Write the material out again, line by line, exactly as it is.

╭─ Stored data

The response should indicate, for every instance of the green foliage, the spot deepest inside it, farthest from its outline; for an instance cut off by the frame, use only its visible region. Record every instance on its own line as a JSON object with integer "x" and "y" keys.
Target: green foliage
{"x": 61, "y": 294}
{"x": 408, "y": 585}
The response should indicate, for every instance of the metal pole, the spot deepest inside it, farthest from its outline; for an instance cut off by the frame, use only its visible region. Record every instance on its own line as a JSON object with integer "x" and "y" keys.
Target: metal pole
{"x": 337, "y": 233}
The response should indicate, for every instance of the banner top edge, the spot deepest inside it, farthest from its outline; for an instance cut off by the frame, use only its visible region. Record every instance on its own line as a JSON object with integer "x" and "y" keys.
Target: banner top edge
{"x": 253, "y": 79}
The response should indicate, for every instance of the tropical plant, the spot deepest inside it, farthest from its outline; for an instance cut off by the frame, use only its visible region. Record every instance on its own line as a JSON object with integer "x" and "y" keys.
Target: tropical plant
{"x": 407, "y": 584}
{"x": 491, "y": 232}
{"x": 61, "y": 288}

╰─

● **Response**
The response should indicate, for every instance of the green foliage, the spot deepest inside it, farthest from its outline; for an instance cut off by the frame, use only its visible region. Record every instance on its own line as a JSON object with integer "x" and "y" keys.
Target: green foliage
{"x": 61, "y": 294}
{"x": 408, "y": 585}
The response should indicate, for every instance of the metal pole, the spot deepest inside it, farthest from its outline; for an instance cut off by the frame, use only its visible region. Record every instance on its own line as a JSON object with integer "x" and "y" keys.
Target: metal pole
{"x": 337, "y": 233}
The response should indicate, for every instance of the banner top edge, the spot deepest inside it, farthest from its outline; for an instance cut off by the frame, use only its visible region. Record every instance on its own line as a JSON object with integer "x" and "y" keys.
Target: banner top edge
{"x": 253, "y": 79}
The response should indicate, for every instance of the tropical plant, the spot deepest inside it, farthest from its outline; for an instance cut off by the frame, use only its visible region. Record every instance on its own line as a JSON object with integer "x" and "y" keys.
Target: tropical plant
{"x": 407, "y": 584}
{"x": 491, "y": 232}
{"x": 61, "y": 288}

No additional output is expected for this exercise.